> QUOTED PASSAGE:

Italy is mourning the loss of seven of its students who were among the 13 victims who died in Sunday’s bus crash in north east Spain.
We had only one daughter and now we have no meaning to our lives
All were young females aged between 19 and 25. Their families are being cared for by the Catalan authorities as they carry out the painful process of formally identifying their loved ones.
The parents of 23 year-old Serena Saracino told of their grief.
“Even their bodies are destroyed. Its adds to our pain, its kills a parent twice over. We had only one daughter and now we have no meaning to our lives,” said her father. Her mother added through her tears, “We died with her. We don’t have any reason to live.”
Italian Prime Minister Matteo Renzi has been among several officials to visit the crash site near Valencia and to offer comfort to the 24 people who are being treated in hospital, six of them in a serious condition.
The bus that crashed was one of five that had traveled to the festival with students from Barcelona University. It’s thought it hit a guardrail, then cartwheeled across the road, eventually landing on its side. Police are investigating whether the driver, who survived and has tested negative for drugs and alcohol, fell asleep at the wheel.,
On board the bus were 57 students. They were all part of the Erasmus exchange programme. The other six victims include two from Germany and one each from France, Romania, Austria and Uzbekistan.
The accident is one of the deadliest in Spain in recent years.
In November 2014, a bus carrying pilgrims fell into a ravine in the southeast of the country, leaving 14 dead and another 41 injured.
Spain’s Prime Minister Mariano Rajoy tweeted his concern on Sunday.
“My condolences to the families of the victims and I wish rapid recovery to the injured,” he wrote.

> DATA FOR REVIEW:
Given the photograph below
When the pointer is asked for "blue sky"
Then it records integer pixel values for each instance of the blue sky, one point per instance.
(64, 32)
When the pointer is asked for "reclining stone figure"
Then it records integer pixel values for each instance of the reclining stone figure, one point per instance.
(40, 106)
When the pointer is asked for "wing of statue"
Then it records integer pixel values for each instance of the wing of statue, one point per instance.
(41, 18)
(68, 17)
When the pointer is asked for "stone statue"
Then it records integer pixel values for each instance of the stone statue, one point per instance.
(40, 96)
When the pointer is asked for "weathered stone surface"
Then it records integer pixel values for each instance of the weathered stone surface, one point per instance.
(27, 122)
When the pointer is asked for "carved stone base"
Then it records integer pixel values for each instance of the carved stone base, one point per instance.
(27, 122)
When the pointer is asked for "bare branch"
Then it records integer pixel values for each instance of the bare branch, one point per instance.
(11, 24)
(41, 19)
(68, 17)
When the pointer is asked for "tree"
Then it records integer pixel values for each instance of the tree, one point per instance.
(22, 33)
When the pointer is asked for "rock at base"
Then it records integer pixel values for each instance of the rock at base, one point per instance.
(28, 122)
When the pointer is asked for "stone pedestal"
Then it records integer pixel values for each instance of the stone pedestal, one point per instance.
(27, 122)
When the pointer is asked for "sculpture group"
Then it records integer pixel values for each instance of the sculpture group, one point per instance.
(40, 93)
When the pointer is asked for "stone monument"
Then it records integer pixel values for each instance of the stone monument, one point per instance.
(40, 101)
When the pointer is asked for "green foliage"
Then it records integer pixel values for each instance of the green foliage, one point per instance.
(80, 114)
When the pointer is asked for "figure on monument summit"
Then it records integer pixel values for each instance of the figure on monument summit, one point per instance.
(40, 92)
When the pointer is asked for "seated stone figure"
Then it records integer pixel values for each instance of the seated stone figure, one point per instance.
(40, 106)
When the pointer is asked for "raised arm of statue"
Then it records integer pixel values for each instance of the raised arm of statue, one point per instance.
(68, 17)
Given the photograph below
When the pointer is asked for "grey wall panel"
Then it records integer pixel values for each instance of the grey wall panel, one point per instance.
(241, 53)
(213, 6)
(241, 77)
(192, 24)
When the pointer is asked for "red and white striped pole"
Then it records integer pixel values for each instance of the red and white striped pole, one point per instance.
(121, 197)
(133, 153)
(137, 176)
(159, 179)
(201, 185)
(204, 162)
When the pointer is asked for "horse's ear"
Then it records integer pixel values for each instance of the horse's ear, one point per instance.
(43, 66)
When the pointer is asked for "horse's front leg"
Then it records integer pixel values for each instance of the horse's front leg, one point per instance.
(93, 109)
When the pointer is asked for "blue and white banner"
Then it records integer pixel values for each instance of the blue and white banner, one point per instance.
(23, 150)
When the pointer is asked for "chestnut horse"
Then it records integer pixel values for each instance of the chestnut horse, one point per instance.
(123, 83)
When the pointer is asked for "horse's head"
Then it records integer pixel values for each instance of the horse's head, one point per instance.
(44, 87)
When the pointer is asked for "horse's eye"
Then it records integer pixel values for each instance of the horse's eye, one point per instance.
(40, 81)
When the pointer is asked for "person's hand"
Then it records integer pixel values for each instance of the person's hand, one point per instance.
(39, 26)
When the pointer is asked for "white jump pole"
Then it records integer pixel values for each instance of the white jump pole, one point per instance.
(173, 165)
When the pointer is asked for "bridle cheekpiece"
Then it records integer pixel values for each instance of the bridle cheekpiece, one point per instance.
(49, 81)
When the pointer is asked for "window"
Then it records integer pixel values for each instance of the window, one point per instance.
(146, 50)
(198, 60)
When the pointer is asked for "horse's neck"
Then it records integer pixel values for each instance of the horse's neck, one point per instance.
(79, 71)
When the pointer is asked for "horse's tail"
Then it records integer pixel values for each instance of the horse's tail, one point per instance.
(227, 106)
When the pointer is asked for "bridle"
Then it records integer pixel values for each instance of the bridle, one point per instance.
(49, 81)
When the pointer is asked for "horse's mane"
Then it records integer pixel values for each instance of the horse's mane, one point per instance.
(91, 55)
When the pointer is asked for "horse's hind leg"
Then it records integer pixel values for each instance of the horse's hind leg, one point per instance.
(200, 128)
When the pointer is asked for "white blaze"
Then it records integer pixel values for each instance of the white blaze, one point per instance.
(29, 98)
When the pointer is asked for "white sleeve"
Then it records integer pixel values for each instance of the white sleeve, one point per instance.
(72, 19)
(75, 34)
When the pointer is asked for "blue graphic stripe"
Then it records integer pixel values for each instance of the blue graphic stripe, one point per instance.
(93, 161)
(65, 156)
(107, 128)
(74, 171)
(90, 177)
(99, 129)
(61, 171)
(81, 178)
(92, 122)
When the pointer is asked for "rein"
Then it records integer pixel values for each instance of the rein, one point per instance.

> ASSIGNMENT: In the bus crash report, how many students were on board the bus that crashed?

> TASK SOLUTION: 57 students